▸ **GIVEN TEXT**:
The small intestinal epithelium has an impressive ability to adapt to changes resulting from loss of length or alteration in dietary load. We sought to determine the potential influence of dietary protein absorption on growth and development. We hypothesized that a complex protein diet would improve growth over that of an elemental diet.Methods:
Using the nematode Caenorhabditis elegans, a transparent worm with a rudimentary intestinal tube lined by enterocytes that function remarkably similar to humans, we measured daily growth, intestinal peptide, and amino acid transporter expression and intestinal proteolysis to compare the effects of a complex protein diet to a diet containing only amino acids.Results:
Nematodes raised on a complex protein diet grew to adulthood faster than those raised solely on amino acids, which did not require an overall change in intestinal peptide or amino acid transporter expression. Despite no overall change in transporter expression, a shift in location of peptide transporter expression was noted between diets that corresponded to decreased rate of intestinal proteolysis seen in the complex protein-fed group.Conclusions:
A complex protein diet stimulates in an altered pattern of intestinal peptide transporter expression and intestinal proteolytic activity that results in improved growth compared with a diet of elemental amino acids. This improved growth appears to be the result of increased efficiency of a smaller number of enterocytes. These data might be useful in targeting intestinal rehabilitation therapies for short bowel syndrome and other risk factors for intestinal failure.

▸ **DATA UNDER STUDY**:
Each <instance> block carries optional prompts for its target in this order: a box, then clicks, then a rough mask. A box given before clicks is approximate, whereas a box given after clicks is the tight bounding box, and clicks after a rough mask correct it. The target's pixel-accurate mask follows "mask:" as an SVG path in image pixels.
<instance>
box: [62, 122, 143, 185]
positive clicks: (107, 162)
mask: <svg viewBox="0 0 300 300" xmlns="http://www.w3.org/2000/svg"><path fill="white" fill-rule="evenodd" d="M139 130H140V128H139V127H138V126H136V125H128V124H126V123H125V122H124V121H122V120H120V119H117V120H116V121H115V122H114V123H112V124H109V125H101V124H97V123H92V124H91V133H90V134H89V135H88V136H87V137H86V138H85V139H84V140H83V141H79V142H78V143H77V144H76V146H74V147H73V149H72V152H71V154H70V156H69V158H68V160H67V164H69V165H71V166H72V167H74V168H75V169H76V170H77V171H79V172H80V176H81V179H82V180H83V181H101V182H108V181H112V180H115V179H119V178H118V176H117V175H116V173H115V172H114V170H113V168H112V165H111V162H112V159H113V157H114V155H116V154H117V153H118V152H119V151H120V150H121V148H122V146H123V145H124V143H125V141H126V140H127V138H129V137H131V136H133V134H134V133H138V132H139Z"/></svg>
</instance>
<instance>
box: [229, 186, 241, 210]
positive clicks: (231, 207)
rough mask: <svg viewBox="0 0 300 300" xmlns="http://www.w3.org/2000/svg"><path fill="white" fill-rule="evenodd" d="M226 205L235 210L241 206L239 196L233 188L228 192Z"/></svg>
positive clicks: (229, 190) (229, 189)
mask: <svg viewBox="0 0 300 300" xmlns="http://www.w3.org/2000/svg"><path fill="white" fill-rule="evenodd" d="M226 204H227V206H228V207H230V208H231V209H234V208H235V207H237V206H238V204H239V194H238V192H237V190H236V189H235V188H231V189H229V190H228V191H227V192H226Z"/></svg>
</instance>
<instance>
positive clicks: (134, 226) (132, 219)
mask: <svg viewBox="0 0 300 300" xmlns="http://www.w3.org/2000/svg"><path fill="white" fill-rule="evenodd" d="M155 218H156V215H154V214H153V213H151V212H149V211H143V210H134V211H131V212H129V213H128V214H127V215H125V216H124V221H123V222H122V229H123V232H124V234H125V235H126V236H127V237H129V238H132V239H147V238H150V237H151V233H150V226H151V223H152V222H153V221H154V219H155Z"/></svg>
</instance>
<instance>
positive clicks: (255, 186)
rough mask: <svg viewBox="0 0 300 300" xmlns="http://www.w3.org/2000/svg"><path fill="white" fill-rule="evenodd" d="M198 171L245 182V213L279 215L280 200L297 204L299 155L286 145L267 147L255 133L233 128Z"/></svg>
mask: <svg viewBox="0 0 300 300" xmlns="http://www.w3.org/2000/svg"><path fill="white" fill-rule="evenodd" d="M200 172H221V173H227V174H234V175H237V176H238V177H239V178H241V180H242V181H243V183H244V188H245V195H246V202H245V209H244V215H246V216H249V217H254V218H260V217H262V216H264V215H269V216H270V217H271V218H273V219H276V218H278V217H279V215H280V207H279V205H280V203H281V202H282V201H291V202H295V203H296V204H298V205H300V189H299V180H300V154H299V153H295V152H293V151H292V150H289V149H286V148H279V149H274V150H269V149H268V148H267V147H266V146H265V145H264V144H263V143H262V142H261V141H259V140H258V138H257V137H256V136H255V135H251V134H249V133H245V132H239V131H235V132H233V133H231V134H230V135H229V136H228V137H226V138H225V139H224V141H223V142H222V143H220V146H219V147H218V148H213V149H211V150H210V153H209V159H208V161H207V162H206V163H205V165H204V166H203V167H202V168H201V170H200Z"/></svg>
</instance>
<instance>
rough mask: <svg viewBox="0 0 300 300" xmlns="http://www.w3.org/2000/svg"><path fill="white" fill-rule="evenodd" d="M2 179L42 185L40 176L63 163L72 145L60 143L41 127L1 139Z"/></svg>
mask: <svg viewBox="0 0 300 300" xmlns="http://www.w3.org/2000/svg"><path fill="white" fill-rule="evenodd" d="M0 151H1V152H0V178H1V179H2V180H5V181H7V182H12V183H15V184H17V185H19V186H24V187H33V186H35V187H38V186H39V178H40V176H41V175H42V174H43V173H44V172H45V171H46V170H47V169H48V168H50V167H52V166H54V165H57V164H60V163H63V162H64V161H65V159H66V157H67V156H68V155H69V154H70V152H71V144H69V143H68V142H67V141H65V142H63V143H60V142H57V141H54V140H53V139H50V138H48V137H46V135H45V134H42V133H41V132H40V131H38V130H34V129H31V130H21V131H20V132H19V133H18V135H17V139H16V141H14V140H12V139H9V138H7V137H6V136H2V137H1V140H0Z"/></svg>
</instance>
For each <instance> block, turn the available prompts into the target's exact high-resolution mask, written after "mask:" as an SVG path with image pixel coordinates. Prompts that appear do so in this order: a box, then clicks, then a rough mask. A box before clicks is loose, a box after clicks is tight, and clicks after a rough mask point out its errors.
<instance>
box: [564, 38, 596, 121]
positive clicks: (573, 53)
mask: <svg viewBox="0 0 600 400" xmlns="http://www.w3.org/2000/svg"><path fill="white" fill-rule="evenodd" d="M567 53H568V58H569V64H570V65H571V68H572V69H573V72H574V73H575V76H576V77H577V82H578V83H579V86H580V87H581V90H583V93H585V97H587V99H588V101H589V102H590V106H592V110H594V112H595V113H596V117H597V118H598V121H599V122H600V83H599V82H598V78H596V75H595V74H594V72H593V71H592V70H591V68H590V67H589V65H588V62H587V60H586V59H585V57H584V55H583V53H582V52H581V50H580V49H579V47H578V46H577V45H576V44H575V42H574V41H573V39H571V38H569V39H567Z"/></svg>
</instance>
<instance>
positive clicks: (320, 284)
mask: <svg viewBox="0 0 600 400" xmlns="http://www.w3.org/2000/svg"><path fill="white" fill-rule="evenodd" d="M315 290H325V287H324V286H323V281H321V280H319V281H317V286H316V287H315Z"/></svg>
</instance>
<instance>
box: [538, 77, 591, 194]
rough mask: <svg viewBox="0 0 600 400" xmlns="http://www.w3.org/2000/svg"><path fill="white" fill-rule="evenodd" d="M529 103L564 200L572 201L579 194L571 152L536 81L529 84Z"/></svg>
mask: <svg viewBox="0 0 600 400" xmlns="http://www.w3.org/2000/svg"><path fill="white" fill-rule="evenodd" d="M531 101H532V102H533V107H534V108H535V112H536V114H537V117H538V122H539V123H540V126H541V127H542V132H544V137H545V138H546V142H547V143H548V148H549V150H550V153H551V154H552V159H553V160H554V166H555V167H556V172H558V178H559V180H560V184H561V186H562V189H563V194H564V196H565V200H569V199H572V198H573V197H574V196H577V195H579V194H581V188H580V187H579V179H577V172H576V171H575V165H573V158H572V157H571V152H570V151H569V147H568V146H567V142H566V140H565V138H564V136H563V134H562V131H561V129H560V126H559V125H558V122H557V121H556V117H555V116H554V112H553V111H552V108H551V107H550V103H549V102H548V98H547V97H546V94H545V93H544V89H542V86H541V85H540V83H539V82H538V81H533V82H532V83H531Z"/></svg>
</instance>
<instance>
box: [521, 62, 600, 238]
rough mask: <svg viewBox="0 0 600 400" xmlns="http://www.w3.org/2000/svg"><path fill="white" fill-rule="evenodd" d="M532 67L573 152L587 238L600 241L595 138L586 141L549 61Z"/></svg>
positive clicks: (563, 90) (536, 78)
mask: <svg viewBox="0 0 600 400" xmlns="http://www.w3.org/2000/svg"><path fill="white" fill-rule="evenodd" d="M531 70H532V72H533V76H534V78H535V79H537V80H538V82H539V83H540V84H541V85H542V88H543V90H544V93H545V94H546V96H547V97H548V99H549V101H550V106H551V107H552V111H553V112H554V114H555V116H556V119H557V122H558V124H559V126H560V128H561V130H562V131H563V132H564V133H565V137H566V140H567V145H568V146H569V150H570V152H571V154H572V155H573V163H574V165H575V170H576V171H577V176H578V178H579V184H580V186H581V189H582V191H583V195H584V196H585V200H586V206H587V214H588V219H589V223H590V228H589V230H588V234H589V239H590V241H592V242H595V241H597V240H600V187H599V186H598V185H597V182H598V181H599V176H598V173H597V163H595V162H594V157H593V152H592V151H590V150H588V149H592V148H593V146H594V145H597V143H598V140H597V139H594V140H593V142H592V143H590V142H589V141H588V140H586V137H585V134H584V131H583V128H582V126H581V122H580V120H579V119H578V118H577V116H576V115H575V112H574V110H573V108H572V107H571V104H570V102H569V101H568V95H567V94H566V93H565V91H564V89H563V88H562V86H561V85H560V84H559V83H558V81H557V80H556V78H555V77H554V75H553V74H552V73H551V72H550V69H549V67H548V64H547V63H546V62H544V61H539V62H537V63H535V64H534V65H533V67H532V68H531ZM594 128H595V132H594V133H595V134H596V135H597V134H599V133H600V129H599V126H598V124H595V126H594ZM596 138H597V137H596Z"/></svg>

▸ **LIST OF TASKS**:
(a) Decide whether each statement below agrees with the abstract on dietary protein in Caenorhabditis elegans above: (i) nematodes fed a complex protein diet reached adulthood faster than those fed only amino acids; (ii) the complex protein diet produced an overall increase in intestinal peptide transporter expression; (iii) the complex protein-fed group showed a higher rate of intestinal proteolysis. Answer yes or no for each and quote the words of the abstract that decide it.
(b) List every measurement that the abstract on dietary protein in Caenorhabditis elegans above says was taken to compare the two diets.

▸ **ANSWERS FOR THIS EXERCISE**:
(a)
(i) Yes: "Nematodes raised on a complex protein diet grew to adulthood faster than those raised solely on amino acids"
(ii) No: "which did not require an overall change in intestinal peptide or amino acid transporter expression"
(iii) No: "decreased rate of intestinal proteolysis seen in the complex protein-fed group"

(b)
- Daily growth
- Intestinal peptide transporter expression
- Amino acid transporter expression
- Intestinal proteolysis